◆ Passage provided ◆
Amanda Forys, MSPH: Let’s talk a little bit more about the FDA. A recent paper argued that bridging studies are redundant and should not be required in the clinical development of biosimilars. What potential challenges could be associated with using a single global reference product?
Molly Burich, MS: As Dr Worthing mentioned, it’s a great question. Reference products, in a lot of ways, are biosimilar to themselves. Your product that was created in 1998 looks very different than what’s being manufactured in 2017. I think that the FDA, including bridging studies between the United States, the European Union product, and the biosimilar is really just trying to ensure that any differences (that would be natural because of the process of these) are accounted for, clinically, and are reflected in the clinical data of the product. It’s certainly possible that the agency’s thinking evolves as the biosimilar pathway evolves.
For now, I think the bridging study that’s required makes a lot of sense to, again, build that confidence in physicians who will write prescriptions for biosimilars, payers who will potentially require them, and patients who ultimately take them and want to make sure they’re getting a high-quality product that’s not going to create any issues with their disease.
Ha Kung Wong, JD: Yes, I have to agree with that. I’ll just say that biological products, with different manufacturing sites and, of course, post-approval changes in manufacturing (and this is something that Angus and Molly mentioned as well), there is some product drift. There can be some issues there. You don’t want to have differences that emerge in the critical quality attributes of the product. So, I agree. It definitely makes sense the way it is.

◆ Dataset records ◆
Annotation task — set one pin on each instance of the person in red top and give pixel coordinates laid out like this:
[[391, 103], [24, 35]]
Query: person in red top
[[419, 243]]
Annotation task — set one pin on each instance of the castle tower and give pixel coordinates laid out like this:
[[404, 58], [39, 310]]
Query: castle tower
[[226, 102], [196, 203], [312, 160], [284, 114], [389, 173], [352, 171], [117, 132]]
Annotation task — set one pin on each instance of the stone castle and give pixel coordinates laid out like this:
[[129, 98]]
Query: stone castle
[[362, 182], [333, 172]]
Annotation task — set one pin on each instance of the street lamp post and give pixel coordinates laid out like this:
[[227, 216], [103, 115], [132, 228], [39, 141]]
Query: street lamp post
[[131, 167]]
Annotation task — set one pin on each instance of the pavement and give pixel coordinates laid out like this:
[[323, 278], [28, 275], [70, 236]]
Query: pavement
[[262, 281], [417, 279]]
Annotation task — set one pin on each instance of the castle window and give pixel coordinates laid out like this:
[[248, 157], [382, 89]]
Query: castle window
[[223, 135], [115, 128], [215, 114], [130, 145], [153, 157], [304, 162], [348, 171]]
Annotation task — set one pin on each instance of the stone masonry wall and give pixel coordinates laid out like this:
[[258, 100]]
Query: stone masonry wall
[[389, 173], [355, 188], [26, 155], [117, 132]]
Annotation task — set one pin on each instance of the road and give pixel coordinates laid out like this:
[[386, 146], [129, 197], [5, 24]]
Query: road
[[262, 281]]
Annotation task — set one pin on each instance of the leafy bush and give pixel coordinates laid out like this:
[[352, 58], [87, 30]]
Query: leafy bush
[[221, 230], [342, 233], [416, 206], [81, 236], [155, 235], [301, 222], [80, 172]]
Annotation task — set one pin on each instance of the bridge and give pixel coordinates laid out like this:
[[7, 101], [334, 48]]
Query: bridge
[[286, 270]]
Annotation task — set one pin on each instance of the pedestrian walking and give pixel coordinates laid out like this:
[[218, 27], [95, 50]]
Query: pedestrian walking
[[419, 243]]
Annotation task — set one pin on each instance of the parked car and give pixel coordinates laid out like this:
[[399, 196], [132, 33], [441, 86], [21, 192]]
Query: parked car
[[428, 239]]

◆ Required tasks ◆
(A) According to the panel discussion, why does the FDA include bridging studies between the United States product, the European Union product, and the biosimilar? Answer in one to three sentences.
(B) Reproduce the portion of the panel discussion starting with "Molly Burich, MS: As" and going on through "biosimilar pathway evolves.".
These items come from a source separate from the panel discussion.

◆ Task answers ◆
(A) Reference products change over time, so a product made in 1998 looks very different from one manufactured in 2017. Bridging studies ensure that any such natural differences are accounted for clinically and reflected in the product's clinical data.

(B)
Molly Burich, MS: As Dr Worthing mentioned, it’s a great question. Reference products, in a lot of ways, are biosimilar to themselves. Your product that was created in 1998 looks very different than what’s being manufactured in 2017. I think that the FDA, including bridging studies between the United States, the European Union product, and the biosimilar is really just trying to ensure that any differences (that would be natural because of the process of these) are accounted for, clinically, and are reflected in the clinical data of the product. It’s certainly possible that the agency’s thinking evolves as the biosimilar pathway evolves.